## BEGIN PASSAGE TO READ

Henrico County VA

In the garden

Recycling and composting
Ever feel guilty about throwing all those plastic garden pots in the trash can? Well, here’s good news. Now you can recycle them.

A number of local garden centers are participating in a plastic pot recycling program that enables gardeners to get rid of those pots without adding to the local landfill.

“The project was intended to help people responsibly get rid of their pots by recycling,” said Dr. Joyce Latimer, an Extension Specialist at Virginia Polytechnic Institute and State University. Dr. Latimer coordinates the program that began in Henrico in 2010 and was taken state-wide last year.

“It’s still a small effort,” said Dr. Latimer, “but both years, we've filled an entire tractor trailer.”

Proceeds from the sale of the recycled pots help fund the state Master Gardener Coordinator position at Virginia Tech, and by serving as collection points garden centers and growers find that many of their customers make repeat visits to their businesses.

The program only accepts horticultural plastics, which include cell packs, trays, pots, and hanging baskets. Pots should be empty of soil, and metal hangers should be removed before the pot is recycled.

Look for the resin code on the bottom of the pot. The primary plastics used for garden and nursery containers are No. 2, No. 5 or No. 6. Biodegradable pots and pots made from organic materials are not eligible for the program, and no household plastics are accepted.

## END PASSAGE TO READ
## BEGIN ENTRIES SUPPLIED

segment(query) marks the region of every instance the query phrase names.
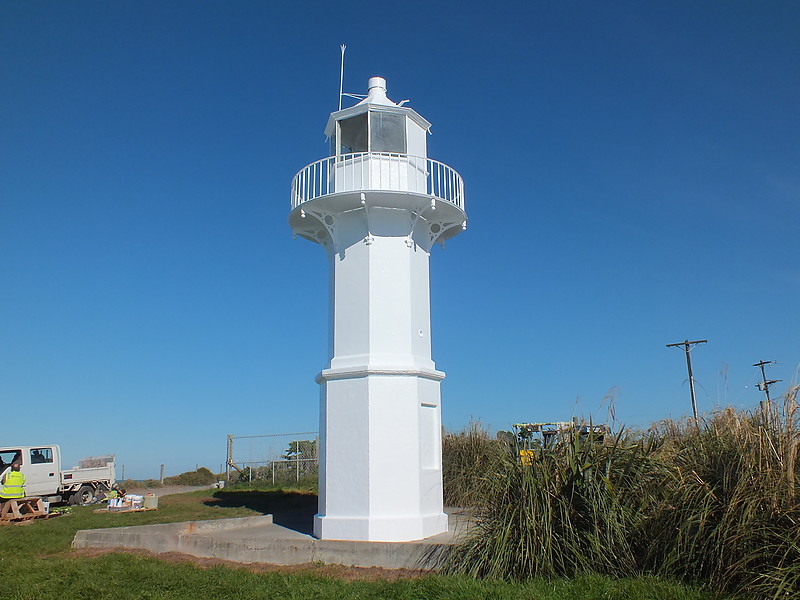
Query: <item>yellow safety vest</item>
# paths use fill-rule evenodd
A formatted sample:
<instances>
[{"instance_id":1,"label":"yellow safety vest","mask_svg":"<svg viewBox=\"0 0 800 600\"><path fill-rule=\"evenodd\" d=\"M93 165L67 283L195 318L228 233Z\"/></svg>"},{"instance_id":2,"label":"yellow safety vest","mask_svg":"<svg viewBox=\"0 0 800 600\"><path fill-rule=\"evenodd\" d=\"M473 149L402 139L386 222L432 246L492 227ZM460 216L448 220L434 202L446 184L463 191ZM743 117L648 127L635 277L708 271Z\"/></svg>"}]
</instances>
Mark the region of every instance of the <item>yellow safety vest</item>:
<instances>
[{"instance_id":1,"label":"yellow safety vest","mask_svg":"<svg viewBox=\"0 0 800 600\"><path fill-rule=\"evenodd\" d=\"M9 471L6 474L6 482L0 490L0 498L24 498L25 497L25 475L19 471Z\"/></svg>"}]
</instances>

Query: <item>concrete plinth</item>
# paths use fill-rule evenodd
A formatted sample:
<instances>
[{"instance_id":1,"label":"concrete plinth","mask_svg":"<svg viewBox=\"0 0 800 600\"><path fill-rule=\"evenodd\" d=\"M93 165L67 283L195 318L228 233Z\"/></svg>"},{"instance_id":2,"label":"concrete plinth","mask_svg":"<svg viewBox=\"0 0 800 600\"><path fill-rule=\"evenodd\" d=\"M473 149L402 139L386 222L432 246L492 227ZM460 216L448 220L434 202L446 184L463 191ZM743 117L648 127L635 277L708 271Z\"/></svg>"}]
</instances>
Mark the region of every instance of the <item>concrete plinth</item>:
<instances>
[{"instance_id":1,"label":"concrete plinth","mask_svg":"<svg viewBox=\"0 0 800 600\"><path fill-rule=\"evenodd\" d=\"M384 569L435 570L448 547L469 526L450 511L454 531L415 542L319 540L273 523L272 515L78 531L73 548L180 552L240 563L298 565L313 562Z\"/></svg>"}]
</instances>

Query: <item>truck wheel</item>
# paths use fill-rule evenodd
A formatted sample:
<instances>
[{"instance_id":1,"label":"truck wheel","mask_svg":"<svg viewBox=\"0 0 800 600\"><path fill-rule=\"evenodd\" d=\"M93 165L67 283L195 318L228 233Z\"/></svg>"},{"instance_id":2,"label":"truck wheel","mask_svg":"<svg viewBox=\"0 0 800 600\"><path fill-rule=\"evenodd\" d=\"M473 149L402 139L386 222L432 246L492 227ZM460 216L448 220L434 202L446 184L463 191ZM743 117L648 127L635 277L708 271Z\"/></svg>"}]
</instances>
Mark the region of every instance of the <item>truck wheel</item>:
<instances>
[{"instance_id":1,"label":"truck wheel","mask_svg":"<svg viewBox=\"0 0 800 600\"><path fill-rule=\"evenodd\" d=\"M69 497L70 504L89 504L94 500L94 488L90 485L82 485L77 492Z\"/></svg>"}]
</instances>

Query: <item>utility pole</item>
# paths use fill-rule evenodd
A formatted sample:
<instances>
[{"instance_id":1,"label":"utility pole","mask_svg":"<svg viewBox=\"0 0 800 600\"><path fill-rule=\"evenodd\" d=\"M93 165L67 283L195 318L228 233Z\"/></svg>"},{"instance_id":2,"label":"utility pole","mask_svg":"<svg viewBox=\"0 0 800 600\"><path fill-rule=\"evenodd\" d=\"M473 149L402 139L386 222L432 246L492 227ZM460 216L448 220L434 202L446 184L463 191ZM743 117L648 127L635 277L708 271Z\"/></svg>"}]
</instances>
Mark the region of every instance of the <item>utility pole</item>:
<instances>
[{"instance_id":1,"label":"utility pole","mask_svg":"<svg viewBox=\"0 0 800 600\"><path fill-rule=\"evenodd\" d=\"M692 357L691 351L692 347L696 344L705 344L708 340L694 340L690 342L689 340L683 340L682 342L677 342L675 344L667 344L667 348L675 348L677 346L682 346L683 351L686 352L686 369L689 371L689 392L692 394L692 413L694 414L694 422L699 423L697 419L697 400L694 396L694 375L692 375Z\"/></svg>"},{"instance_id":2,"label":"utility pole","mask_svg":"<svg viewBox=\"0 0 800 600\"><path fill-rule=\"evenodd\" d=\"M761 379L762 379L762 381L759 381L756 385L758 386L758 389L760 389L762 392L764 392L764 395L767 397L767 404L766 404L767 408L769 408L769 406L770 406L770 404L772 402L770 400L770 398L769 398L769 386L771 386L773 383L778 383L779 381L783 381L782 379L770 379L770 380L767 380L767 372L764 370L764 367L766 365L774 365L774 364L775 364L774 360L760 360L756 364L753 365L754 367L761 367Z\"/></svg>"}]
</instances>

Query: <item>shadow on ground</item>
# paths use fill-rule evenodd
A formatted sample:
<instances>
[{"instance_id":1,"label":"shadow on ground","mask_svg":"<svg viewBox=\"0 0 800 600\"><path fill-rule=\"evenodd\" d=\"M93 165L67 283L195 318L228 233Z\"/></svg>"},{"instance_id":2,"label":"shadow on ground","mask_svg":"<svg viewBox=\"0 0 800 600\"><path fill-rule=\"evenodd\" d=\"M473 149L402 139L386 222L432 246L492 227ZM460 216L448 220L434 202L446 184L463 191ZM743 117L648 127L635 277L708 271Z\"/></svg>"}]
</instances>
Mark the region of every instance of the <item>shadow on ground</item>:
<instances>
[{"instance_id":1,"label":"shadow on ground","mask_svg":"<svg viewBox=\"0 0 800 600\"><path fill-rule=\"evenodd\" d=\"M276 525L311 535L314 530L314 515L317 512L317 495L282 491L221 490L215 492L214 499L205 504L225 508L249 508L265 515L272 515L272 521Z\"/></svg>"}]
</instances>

## END ENTRIES SUPPLIED

## WHAT IS NEEDED
Write the next part of the article on recycling plastic garden pots, picking up after its last paragraph. The records have nothing to do with the article on recycling plastic garden pots.

## RESULT OF THE TASK
Nest pots as tightly as possible, and group them by resin codes before recycling.

A list of participating garden centers is available at http://www.hort.vt.edu/vagardenersrecycle The l.ocal garden centers participating in the program include Strange’s Garden Centers on West Broad Street and Mechanicsville Pike, Cross Creek Nursery & Landscaping on Courthouse Road, and Shipp & Wilson on Turkey Hill Trail in Mechanicsville.

And while we’re on the subject of recycling, remember to add compost as you’re preparing and planting your garden this spring.

Compost improves soil structure, enabling sandy soils to hold more water and clay soils to drain faster. While it isn’t considered a fertilizer, compost does contain some micronutrients beneficial to plant health, and it helps the soil hold nutrients, reducing the need for chemical fertilizers.

You can spread compost about two inches deep over your entire garden before tilling. More than two inches applied at one time can encourage grubs in your garden.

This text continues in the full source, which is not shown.